◆ The problem: Repeat exactly each line of the data provided below.

Items from a data source:

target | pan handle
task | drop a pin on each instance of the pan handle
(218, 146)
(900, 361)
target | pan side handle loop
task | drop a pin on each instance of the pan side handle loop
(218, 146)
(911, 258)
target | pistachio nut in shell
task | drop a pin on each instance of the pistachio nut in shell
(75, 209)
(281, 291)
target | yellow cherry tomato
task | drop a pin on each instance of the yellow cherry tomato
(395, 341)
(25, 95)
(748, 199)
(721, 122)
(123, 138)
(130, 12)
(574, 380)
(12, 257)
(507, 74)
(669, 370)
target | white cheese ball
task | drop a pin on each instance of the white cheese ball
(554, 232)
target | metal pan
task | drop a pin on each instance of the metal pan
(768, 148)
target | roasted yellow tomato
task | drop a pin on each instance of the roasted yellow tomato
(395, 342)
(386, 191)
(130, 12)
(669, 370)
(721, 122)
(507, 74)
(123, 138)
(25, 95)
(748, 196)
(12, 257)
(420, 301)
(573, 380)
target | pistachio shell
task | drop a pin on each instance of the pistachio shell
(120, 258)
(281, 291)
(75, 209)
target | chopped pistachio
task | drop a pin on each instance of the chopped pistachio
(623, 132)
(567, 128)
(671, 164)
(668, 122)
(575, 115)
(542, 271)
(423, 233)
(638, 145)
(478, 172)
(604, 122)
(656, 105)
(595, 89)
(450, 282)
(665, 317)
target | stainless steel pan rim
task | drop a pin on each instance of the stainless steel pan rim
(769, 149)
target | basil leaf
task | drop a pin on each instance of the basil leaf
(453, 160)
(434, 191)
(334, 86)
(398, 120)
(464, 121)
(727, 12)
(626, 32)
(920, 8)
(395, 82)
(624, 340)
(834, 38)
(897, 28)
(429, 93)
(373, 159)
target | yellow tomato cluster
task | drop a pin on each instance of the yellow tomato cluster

◆ Problem solution:
target | pan handle
task | drop a pin on each instance of the pan handle
(218, 146)
(900, 361)
target | pan side handle loop
task | drop a pin on each instance of the pan side handle loop
(218, 146)
(911, 258)
target | pistachio nut in shell
task | drop a pin on each instance of the pistachio nut in shell
(75, 209)
(281, 291)
target | yellow cherry tomato
task | drop a pin on each instance of the yellow cherry tomato
(395, 341)
(25, 95)
(748, 199)
(721, 122)
(123, 138)
(130, 12)
(574, 380)
(12, 257)
(507, 74)
(669, 370)
target | white cheese ball
task | drop a pin on each instance of the white cheese ball
(554, 232)
target | metal pan
task | drop a pin on each instance of the metal pan
(768, 148)
target | roasted yellow tomato
task | drop a pin on each instance of the roasted yellow tomato
(395, 342)
(386, 191)
(130, 12)
(669, 370)
(721, 122)
(507, 74)
(123, 138)
(25, 95)
(748, 196)
(12, 257)
(420, 301)
(573, 380)
target | pistachio shell
task | drop a pin on each instance of the pistachio shell
(120, 258)
(281, 291)
(75, 209)
target | chopped pistachio
task | drop a pin on each instance of the chopped pistachio
(623, 132)
(567, 128)
(671, 164)
(668, 122)
(575, 115)
(542, 271)
(423, 233)
(638, 145)
(478, 172)
(604, 122)
(656, 105)
(595, 89)
(450, 282)
(665, 317)
target | stainless steel pan rim
task | drop a pin on each instance of the stainless steel pan rim
(769, 149)
target | basil leaf
task | drop a pin on each instance of the basil leaf
(453, 160)
(434, 191)
(334, 86)
(398, 120)
(464, 121)
(727, 12)
(626, 32)
(920, 8)
(395, 82)
(624, 340)
(834, 38)
(897, 28)
(429, 93)
(373, 159)
target | yellow tomato cluster
task | drop a pin on each instance of the yellow tomato cluster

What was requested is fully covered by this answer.